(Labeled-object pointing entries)
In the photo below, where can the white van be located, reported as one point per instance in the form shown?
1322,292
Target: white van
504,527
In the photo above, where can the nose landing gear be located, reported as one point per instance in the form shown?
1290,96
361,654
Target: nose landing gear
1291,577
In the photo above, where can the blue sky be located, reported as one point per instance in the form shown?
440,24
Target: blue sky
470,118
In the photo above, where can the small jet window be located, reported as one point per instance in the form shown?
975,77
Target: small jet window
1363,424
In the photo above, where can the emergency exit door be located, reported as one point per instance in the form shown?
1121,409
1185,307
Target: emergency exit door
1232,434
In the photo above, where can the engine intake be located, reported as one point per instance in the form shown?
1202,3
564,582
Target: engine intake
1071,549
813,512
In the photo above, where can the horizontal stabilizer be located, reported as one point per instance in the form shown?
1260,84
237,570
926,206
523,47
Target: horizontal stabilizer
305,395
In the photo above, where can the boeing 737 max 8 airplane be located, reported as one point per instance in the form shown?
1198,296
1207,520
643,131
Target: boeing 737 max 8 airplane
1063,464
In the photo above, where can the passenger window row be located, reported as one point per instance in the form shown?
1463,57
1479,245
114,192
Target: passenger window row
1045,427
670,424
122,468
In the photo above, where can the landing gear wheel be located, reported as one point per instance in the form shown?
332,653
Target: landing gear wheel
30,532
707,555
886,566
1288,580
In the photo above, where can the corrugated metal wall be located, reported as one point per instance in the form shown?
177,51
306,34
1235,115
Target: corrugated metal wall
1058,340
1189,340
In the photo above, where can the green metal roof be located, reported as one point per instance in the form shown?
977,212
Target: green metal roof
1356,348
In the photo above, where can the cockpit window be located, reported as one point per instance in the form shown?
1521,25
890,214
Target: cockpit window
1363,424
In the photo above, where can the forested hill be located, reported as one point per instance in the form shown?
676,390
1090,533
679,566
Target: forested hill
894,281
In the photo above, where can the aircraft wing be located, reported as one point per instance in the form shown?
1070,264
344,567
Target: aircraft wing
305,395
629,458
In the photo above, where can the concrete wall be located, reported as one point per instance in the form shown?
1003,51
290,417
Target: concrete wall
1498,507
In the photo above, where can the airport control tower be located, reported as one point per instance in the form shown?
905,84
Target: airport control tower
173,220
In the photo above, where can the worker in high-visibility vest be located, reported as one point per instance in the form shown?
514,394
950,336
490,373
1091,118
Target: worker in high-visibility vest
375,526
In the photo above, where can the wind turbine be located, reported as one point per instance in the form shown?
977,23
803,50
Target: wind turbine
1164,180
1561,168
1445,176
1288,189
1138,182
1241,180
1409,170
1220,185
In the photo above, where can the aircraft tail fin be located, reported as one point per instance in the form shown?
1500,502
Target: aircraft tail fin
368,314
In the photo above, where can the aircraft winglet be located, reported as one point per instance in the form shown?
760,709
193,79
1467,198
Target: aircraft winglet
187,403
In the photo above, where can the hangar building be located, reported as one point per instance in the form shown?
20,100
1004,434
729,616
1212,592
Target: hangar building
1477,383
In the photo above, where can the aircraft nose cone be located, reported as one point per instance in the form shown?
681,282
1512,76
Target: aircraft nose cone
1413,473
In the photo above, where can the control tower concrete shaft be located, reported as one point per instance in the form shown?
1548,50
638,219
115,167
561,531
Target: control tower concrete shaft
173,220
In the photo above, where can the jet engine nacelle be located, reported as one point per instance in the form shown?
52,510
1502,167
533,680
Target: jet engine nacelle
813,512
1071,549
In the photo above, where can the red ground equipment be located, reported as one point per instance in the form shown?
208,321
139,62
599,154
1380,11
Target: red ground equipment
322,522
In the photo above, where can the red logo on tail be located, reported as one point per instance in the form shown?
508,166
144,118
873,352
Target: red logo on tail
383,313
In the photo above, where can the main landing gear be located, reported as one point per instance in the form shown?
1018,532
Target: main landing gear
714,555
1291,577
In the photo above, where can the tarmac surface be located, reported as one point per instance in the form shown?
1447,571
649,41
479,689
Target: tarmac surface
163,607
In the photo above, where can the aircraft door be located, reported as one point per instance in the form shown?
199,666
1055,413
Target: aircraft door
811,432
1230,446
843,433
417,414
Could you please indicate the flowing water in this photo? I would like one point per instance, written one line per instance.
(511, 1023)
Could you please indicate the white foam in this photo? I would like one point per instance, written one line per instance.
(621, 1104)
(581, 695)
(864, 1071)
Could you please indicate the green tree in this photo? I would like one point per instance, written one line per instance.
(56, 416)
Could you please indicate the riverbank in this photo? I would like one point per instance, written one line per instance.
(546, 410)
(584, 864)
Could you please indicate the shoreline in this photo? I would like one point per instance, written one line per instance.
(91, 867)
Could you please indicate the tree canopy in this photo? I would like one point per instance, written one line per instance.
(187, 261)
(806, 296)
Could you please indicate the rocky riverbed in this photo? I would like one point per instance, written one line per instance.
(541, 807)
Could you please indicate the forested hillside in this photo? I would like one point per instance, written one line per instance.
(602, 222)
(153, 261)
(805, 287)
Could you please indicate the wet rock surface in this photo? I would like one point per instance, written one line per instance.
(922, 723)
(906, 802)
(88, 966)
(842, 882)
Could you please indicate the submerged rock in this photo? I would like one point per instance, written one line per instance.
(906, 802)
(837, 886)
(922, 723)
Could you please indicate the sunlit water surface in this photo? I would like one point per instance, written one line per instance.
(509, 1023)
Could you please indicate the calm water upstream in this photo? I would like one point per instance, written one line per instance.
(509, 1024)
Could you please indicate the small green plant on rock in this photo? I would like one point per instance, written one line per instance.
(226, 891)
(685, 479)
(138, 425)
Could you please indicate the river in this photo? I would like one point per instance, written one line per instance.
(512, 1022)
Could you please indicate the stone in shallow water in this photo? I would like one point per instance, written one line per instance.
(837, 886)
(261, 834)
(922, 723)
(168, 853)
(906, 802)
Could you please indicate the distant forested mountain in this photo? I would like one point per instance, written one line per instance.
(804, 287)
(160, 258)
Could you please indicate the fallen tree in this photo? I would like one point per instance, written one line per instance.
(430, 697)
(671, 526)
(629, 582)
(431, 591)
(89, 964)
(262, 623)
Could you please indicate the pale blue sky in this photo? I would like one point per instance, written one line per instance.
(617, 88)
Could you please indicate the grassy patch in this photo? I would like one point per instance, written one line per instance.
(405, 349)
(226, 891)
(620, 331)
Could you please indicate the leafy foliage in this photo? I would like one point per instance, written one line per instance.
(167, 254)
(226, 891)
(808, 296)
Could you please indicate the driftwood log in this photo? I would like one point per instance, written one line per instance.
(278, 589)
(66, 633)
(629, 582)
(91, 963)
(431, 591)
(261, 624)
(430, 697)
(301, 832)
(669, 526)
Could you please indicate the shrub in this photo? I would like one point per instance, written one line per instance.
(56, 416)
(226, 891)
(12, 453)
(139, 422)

SHORT PROBLEM:
Reproduce every line from the line containing "Could you please indicate the rocky" up to and including the line containing "(512, 1022)". Multiply each coordinate inside the parentheses by 0.65, round it to the nearest whole number with halves rounded up, and keep all other text unchanged.

TASK RESULT:
Could you please indicate the rocky riverbed in this photo? I would like one point per instance, written one line per instance.
(352, 525)
Could you please indicate the forested hillside in this photo? I would like one point per instance, written one line per instance.
(391, 144)
(99, 170)
(523, 187)
Could you please indicate the wet rock surface in this photo? I would like one point per instance, written one line per instance.
(599, 470)
(589, 521)
(57, 628)
(547, 573)
Could you please indicate the submerged rock in this photo? I would like one point per instance, written one line per instance.
(589, 521)
(544, 576)
(599, 470)
Could you please indicate the sunlit water surface in this photo? I would like one point per instance, written one line per instance.
(331, 665)
Could you please indicate the calm water upstream in this photo? I would like one point per instance, written one line per instance.
(331, 666)
Could you please indicate the small green plant on rock in this photo? I would like one point per instance, written one line per instance.
(147, 579)
(445, 311)
(90, 276)
Could you please indicate the river in this photo? I would like one point per instance, written one line per instance.
(333, 664)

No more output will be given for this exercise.